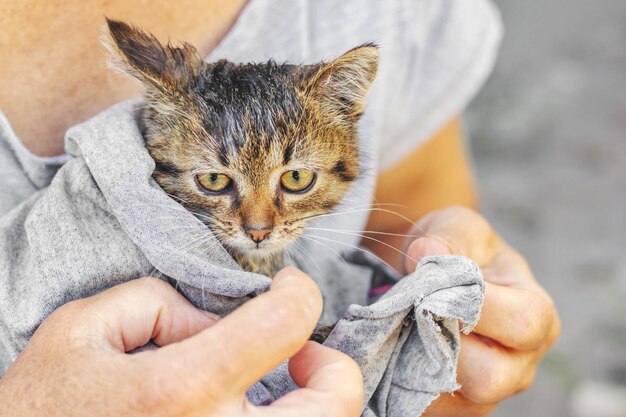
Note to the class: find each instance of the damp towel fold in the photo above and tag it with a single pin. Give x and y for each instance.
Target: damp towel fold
(103, 220)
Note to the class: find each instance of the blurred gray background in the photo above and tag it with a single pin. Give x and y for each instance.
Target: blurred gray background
(549, 141)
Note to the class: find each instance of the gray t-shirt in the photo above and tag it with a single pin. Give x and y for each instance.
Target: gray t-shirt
(435, 55)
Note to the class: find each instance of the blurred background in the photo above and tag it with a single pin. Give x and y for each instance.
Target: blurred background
(549, 141)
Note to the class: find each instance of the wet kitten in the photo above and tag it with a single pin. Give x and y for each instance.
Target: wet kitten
(253, 150)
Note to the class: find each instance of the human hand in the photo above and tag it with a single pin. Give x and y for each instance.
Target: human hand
(518, 321)
(76, 365)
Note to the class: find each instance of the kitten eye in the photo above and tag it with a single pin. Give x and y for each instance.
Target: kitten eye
(214, 182)
(297, 181)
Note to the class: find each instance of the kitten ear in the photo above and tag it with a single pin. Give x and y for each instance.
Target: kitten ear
(142, 55)
(341, 85)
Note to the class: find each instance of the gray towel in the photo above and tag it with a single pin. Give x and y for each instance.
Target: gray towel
(103, 220)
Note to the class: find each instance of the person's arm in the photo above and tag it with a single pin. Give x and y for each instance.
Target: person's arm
(434, 176)
(518, 321)
(76, 363)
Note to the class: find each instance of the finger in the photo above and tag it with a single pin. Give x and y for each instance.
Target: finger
(245, 345)
(131, 314)
(455, 404)
(489, 373)
(462, 231)
(331, 383)
(516, 317)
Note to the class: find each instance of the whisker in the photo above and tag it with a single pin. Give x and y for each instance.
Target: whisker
(304, 252)
(374, 232)
(332, 250)
(372, 239)
(337, 213)
(357, 248)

What is expected -> Reproduce the part of the rows that opens with the line containing "Note to the class: find each instance of the finger" and closes at the end of the rows, substituting "single marker" for "single pin" and leaving everything else unchanged.

Finished answer ->
Note to the class: find each instance of the finger in the photo above and tag it with a single marker. Give x and y for each instance.
Target: finger
(245, 345)
(131, 314)
(455, 404)
(489, 373)
(462, 231)
(331, 383)
(516, 317)
Note to the class: find each instance of the whisker in the photo above and tag it with a single marker. Give x and y for each instance.
Target: whisker
(304, 252)
(374, 232)
(332, 250)
(372, 239)
(337, 213)
(357, 248)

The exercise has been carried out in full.